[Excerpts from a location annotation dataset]
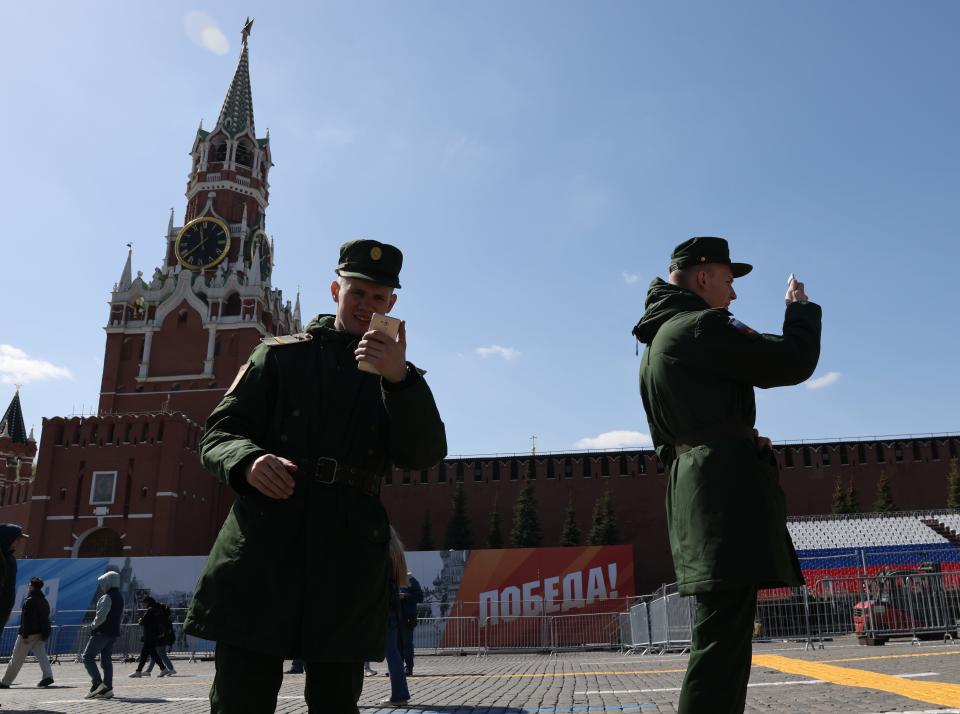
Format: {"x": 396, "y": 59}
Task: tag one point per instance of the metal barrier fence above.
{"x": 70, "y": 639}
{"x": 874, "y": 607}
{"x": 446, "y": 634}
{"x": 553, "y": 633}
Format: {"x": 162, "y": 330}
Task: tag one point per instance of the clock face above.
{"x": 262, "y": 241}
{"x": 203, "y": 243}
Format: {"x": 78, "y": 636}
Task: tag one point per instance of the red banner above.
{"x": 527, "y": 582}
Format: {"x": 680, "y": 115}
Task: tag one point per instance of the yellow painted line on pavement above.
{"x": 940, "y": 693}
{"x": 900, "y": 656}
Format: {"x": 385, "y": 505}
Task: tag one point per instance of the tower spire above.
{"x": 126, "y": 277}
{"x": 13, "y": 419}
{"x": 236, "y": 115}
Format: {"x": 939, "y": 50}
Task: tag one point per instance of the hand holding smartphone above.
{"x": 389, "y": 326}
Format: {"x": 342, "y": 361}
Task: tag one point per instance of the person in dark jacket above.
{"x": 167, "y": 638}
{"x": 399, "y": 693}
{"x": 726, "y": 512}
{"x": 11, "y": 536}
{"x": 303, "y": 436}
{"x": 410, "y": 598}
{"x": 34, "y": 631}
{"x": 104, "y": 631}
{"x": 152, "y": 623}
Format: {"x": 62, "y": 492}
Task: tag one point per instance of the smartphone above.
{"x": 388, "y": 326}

* SHORT PROBLEM
Gather each line from the items above that contains the string "Task".

* WORKED SOLUTION
Task: tag one point per instance of the metal barrier fence above.
Task: tag one point per instance of the clock face above.
Task: tag one point per instance of the red banner above.
Task: tag one point per instance of the yellow painted line on pavement above.
Task: tag one point per instance of the tower spire above.
Task: tag one point per instance of the hand holding smartphone above.
Task: tag one point per instance of the person in dark jacket above.
Task: tag one point per instance of the smartphone above.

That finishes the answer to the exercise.